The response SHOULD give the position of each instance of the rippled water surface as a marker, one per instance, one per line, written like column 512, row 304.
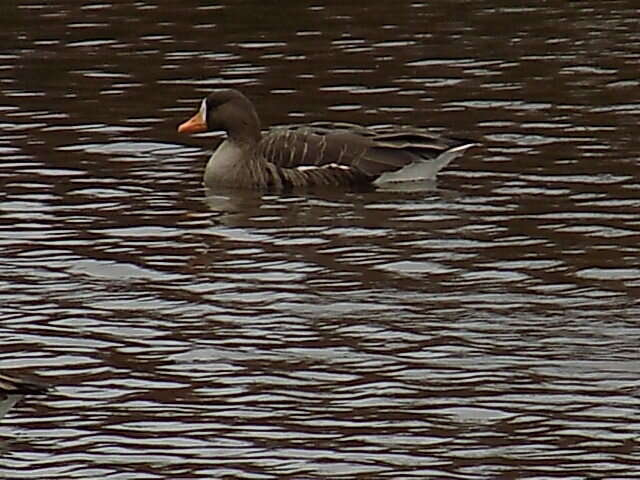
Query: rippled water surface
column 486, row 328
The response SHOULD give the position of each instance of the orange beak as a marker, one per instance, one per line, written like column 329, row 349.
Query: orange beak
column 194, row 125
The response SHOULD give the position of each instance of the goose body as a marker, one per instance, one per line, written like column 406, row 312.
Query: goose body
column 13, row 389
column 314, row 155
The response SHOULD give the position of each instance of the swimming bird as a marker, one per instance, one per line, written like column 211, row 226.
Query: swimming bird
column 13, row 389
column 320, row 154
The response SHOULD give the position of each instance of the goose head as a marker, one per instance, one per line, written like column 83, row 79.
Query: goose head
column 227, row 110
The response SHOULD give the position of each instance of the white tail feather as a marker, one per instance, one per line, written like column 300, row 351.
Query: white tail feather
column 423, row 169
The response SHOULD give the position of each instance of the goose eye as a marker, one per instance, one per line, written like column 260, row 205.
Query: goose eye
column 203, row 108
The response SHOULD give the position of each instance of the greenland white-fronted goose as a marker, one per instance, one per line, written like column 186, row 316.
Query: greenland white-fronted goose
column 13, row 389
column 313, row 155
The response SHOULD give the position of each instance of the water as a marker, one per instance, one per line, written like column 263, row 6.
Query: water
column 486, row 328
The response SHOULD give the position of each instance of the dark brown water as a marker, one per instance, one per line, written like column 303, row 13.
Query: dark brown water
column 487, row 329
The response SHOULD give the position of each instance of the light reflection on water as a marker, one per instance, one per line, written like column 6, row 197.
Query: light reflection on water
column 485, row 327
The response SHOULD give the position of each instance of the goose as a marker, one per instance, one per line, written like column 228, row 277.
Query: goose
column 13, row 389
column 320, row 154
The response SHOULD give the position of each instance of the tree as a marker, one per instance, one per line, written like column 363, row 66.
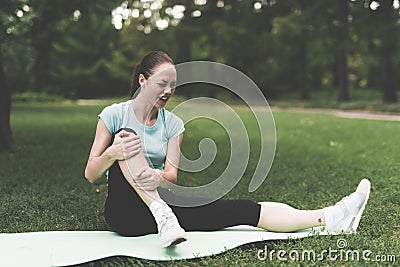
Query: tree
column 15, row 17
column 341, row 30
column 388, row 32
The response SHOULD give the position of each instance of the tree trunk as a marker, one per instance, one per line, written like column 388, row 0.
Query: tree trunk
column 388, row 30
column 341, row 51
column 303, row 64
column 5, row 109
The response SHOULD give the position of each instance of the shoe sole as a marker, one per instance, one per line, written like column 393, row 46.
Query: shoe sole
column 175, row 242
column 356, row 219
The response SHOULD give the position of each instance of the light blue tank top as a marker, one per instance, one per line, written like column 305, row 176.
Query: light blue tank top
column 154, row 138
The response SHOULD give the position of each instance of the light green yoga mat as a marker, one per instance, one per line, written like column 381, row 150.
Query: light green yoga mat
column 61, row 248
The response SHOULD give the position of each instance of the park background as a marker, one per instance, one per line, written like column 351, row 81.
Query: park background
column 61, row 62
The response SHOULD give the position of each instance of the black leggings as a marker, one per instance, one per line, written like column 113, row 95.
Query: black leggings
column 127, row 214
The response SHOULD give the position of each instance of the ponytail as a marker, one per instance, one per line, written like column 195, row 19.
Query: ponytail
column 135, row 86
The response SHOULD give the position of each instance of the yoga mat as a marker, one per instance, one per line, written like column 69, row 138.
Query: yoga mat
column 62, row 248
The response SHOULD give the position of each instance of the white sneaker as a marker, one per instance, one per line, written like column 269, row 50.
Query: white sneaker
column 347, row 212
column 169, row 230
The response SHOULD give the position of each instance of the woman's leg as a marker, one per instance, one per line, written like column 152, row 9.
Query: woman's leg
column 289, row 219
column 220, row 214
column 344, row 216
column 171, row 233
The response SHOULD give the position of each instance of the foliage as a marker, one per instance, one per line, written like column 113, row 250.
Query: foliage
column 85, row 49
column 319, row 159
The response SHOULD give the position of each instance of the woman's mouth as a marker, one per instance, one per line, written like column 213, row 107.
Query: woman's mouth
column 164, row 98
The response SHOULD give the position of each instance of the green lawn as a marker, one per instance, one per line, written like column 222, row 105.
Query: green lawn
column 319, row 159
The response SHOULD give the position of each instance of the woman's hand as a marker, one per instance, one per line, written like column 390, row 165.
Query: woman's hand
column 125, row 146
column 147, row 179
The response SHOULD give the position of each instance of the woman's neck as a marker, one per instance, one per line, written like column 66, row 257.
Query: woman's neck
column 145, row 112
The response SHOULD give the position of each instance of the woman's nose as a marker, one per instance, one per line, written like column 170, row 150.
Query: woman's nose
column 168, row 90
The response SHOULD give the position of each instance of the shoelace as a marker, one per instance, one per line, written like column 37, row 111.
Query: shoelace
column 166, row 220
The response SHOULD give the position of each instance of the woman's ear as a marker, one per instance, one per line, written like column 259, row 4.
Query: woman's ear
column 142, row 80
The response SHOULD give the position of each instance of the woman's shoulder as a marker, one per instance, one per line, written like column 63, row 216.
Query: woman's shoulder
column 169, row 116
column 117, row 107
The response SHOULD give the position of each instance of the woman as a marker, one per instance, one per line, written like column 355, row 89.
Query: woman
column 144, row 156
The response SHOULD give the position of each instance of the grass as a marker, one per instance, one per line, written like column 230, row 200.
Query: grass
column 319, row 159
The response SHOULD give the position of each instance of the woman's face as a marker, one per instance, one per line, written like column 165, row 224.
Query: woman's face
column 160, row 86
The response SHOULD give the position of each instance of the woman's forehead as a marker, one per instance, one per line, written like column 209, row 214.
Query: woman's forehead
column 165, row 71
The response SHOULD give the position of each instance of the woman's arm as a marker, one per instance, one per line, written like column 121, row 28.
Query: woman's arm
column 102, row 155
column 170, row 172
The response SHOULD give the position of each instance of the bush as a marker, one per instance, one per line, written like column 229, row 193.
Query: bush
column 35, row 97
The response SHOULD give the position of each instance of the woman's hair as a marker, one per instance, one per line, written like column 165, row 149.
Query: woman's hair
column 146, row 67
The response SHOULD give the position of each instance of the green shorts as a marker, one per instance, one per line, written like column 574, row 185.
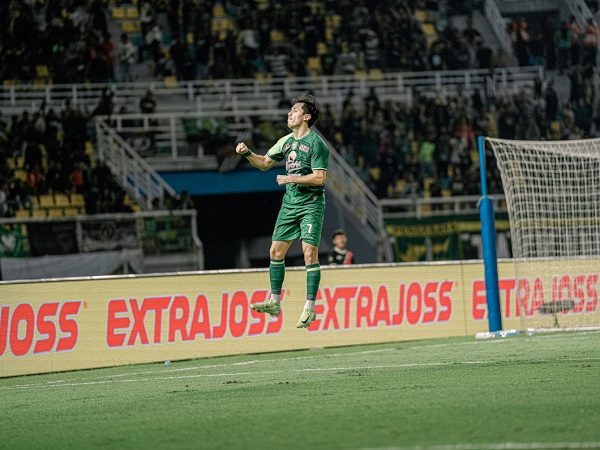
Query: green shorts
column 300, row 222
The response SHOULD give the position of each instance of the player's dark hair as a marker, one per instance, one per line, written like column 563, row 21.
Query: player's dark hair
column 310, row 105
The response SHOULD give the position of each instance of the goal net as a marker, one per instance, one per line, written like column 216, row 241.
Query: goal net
==============================
Reproduce every one of the rows above word for word, and leave out the pictures.

Answer to this task »
The response SHOULD give the position of each instance of the rippled water surface as a marker, one per instance, one per line, written like column 512, row 304.
Query: rippled water surface
column 486, row 328
The response SHOULD give the position of each instance of the orange beak as a marker, one per instance, one per line, written like column 329, row 349.
Query: orange beak
column 194, row 125
The response SHOULD give the position of each instance of the goose body as a marker, one per instance, one per line, written like column 406, row 312.
Query: goose body
column 13, row 389
column 314, row 155
The response SHOULD give the position of each instance of the swimming bird as a marker, one per instance, one per line, written like column 211, row 226.
Query: swimming bird
column 13, row 389
column 320, row 154
The response SHOULD give the position of each instance of the goose head as a marker, one per instance, one per line, written like column 83, row 79.
Query: goose head
column 227, row 110
The response SHOULD give the position of each instance of the white tail feather as a marker, one per instance, one per line, written like column 300, row 351.
Query: white tail feather
column 423, row 169
The response SHOULD give the position of each instance of the goose eye as a marker, one per instance, one per line, written like column 260, row 205.
Query: goose eye
column 203, row 108
The response SHOULD give the position of each instance of the greenland white-fronted goose as a marker, one per instance, one per line, written like column 186, row 316.
Query: greenland white-fronted goose
column 13, row 389
column 313, row 155
The response SHOULD give the position of each instance of the water as a marker, one per instance, one per line, written like column 263, row 6.
Query: water
column 486, row 328
The response SHOULD give the position of each instance of the dark brown water as a marker, one per instance, one per line, written like column 303, row 13.
Query: dark brown water
column 487, row 329
The response SHOULD give the position of each instance of the light reflection on water as a marker, one per instance, one per line, written like column 6, row 197.
Query: light reflection on water
column 485, row 327
The response SHOULD give the position of each instance of the goose as a marker, one per instance, one per line, written like column 228, row 277.
Query: goose
column 13, row 389
column 320, row 154
The response SHOULD give the position of each instance of the tree as a marker, one per instance, one per line, written like column 363, row 66.
Query: tree
column 15, row 17
column 341, row 30
column 388, row 32
The response SHOULD give the position of each instance of the tree trunk as a marker, one per instance, one per line, written like column 388, row 0.
Query: tree trunk
column 388, row 30
column 341, row 51
column 303, row 64
column 5, row 109
The response SHOULD give the position of each instance of the shoe sole as a marker, one per instance, one per line, written like column 393, row 46.
Query: shoe sole
column 175, row 242
column 356, row 219
The response SHOULD give the position of each instance of the light blue tank top as a marker, one per instance, one per line, written like column 305, row 176.
Query: light blue tank top
column 154, row 138
The response SHOULD give the position of each instance of the light green yoga mat as a marker, one per instance, one per line, written like column 381, row 150.
Query: light green yoga mat
column 61, row 248
The response SHOULD give the position of each instance of the park background as a marker, one per instance, one per line, written like column 351, row 81.
Query: park background
column 61, row 62
The response SHOULD give the position of each instance of the black leggings as a marker, one per instance, one per line, written like column 113, row 95.
Query: black leggings
column 127, row 214
The response SHOULD give the position of each instance of the ponytail as a marker, one per instance, one per line, written like column 195, row 19.
Query: ponytail
column 135, row 86
The response SHOULD give the position of each instance of the yoga mat as a marker, one per instance, one per line, written like column 69, row 138.
Query: yoga mat
column 62, row 248
The response SHOULD give the position of each instance of the white sneaker as a marker, one per instance, one per line, written like column 269, row 50.
Query: white sneaker
column 347, row 212
column 169, row 230
The response SHOULD give the position of each instance of the woman's leg as a marker, one per instance, one per line, written like column 152, row 9.
Query: woman's leg
column 289, row 219
column 220, row 214
column 344, row 216
column 171, row 233
The response SHOULD give the position of each instance of the foliage as a marker, one per instance, one per line, written like column 113, row 250.
Query: foliage
column 85, row 49
column 319, row 159
The response SHOULD give the position of each instance of the woman's mouth as a marker, one per instance, one per line, written like column 213, row 107.
Query: woman's mouth
column 164, row 98
The response SHOULD give the position of each instance of the green lawn as a marker, one per instance, one per line, written like column 222, row 105.
Query: green lawn
column 319, row 159
The response SHOULD give the position of each instance of the woman's hand as a marker, one per instance, one per line, written like column 390, row 165.
Query: woman's hand
column 125, row 146
column 147, row 179
The response SHOULD give the position of each instance of the woman's neck as a marker, one per instance, one per line, written like column 66, row 257.
Query: woman's neck
column 145, row 112
The response SHOULD give the position of each instance of the woman's nose as a marker, one per instance, one per line, written like column 170, row 150.
Query: woman's nose
column 168, row 90
The response SHOULD give the position of each instance of the shoelace as a marker, one per instance, one per line, written like column 37, row 111.
Query: shoelace
column 166, row 220
The response SHOULD give the position of each instance of the woman's ear as a marker, one per instance, one per line, written like column 259, row 4.
Query: woman's ear
column 142, row 80
The response SHOULD give the position of each instance of the woman's shoulder as a marker, one per instance, one per line, written like column 63, row 216.
Query: woman's shoulder
column 169, row 116
column 117, row 107
The response SHOULD give the position of each instance of the woman as a marker, one per instance, one per line, written like column 355, row 89.
Query: woman
column 144, row 156
The response SHOULD give the position of each instance of the grass as a marker, one per instance, one per line, written like column 230, row 200.
Query: grass
column 319, row 159
The response SHOULD give the position of each instance of the woman's face as a marker, one per instance, one per line, written like column 165, row 224.
Query: woman's face
column 160, row 86
The response SHOULD give the position of each instance of the woman's forehead as a marker, one per instance, one per line, written like column 209, row 214.
Query: woman's forehead
column 165, row 71
The response SHOULD give the position of each instance of the woman's arm as a marker, one per instance, one per line, written like column 121, row 28.
Query: woman's arm
column 102, row 155
column 170, row 172
The response SHOULD give the position of each instance of the bush as a marker, one per instance, one per line, written like column 229, row 193.
Query: bush
column 35, row 97
The response SHOULD give the position of each instance of the woman's hair as a marker, one per instance, one per line, written like column 165, row 149.
Query: woman's hair
column 146, row 67
The response SHOULD give the position of each instance of the green shorts as a marker, one per instance, one per line, written like column 574, row 185.
Query: green shorts
column 300, row 222
The response SHOULD give the position of each instance of the player's dark hair as a marker, one per instance, one per line, written like column 563, row 21.
Query: player's dark hair
column 310, row 105
The response SHOULD give the position of each instance of the goal net as a marker, one per instance, one per line, written like column 216, row 241.
Query: goal net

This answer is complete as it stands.